→ Description of the task
Pull out every line in the items below that contains the word "sweater". Matching is case-sensitive.

### Provided data ###

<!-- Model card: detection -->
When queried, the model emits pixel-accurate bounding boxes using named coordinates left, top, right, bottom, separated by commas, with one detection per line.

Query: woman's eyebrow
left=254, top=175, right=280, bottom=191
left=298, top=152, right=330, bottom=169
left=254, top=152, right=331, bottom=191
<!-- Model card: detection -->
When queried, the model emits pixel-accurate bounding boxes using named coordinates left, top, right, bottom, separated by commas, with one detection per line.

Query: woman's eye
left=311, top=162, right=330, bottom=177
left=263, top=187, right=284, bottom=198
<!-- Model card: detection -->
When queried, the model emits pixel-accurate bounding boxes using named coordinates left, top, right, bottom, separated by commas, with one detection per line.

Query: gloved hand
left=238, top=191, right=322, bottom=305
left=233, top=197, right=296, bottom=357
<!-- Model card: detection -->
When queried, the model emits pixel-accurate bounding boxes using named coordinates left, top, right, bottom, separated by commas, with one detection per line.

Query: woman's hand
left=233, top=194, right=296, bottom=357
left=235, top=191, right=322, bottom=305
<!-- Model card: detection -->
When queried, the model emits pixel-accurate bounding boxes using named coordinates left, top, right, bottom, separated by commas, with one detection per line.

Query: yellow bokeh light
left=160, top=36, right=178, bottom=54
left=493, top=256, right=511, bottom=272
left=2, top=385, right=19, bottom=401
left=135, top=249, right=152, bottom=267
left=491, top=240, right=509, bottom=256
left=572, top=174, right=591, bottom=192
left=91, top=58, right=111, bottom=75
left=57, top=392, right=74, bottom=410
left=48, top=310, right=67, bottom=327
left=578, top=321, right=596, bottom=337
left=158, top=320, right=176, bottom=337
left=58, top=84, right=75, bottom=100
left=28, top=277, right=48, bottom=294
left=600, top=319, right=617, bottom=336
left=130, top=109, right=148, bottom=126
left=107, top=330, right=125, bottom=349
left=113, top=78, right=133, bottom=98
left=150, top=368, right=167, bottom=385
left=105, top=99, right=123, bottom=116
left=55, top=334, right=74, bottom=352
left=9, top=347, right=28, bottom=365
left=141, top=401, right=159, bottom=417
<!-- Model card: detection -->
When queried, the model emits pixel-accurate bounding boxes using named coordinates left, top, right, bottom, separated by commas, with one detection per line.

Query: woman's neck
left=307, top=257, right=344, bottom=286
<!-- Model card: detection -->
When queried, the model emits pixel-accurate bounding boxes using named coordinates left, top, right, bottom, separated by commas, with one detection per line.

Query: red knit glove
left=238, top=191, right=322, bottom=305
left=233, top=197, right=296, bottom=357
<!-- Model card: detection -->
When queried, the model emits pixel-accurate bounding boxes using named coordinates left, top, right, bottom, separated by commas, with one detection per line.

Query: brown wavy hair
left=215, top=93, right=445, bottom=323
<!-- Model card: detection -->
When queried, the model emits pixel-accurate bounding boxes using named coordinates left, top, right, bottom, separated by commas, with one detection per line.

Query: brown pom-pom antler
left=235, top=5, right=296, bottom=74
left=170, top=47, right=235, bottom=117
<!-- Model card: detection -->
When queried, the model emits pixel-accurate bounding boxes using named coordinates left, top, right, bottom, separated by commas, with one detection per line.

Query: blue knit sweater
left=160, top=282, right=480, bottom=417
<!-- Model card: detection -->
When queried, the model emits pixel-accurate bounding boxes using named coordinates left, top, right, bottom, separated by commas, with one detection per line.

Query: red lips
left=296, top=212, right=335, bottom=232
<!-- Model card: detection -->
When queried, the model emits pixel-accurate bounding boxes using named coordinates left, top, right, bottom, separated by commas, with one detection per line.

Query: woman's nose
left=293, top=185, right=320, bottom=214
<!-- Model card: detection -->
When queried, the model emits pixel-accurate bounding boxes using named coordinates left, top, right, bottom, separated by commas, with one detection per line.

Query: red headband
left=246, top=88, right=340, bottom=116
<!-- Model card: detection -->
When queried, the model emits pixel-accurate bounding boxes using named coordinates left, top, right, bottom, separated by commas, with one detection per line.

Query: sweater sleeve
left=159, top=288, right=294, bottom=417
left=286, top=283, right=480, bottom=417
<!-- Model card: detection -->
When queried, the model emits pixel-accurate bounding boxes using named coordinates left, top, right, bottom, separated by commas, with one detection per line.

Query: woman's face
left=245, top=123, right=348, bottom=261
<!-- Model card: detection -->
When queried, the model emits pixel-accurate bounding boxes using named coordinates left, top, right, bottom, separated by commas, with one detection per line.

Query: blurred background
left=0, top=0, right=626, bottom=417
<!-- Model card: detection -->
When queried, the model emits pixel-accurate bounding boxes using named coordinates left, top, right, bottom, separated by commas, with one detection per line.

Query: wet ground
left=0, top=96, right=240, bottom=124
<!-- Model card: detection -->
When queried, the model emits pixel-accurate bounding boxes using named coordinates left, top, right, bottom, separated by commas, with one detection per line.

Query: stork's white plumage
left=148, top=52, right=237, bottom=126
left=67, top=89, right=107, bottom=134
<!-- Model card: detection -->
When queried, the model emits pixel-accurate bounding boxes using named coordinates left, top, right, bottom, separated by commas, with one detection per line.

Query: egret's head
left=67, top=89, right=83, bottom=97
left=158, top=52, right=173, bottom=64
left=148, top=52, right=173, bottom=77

###

→ Result of the task
Query: blue knit sweater
Query: sweater sleeve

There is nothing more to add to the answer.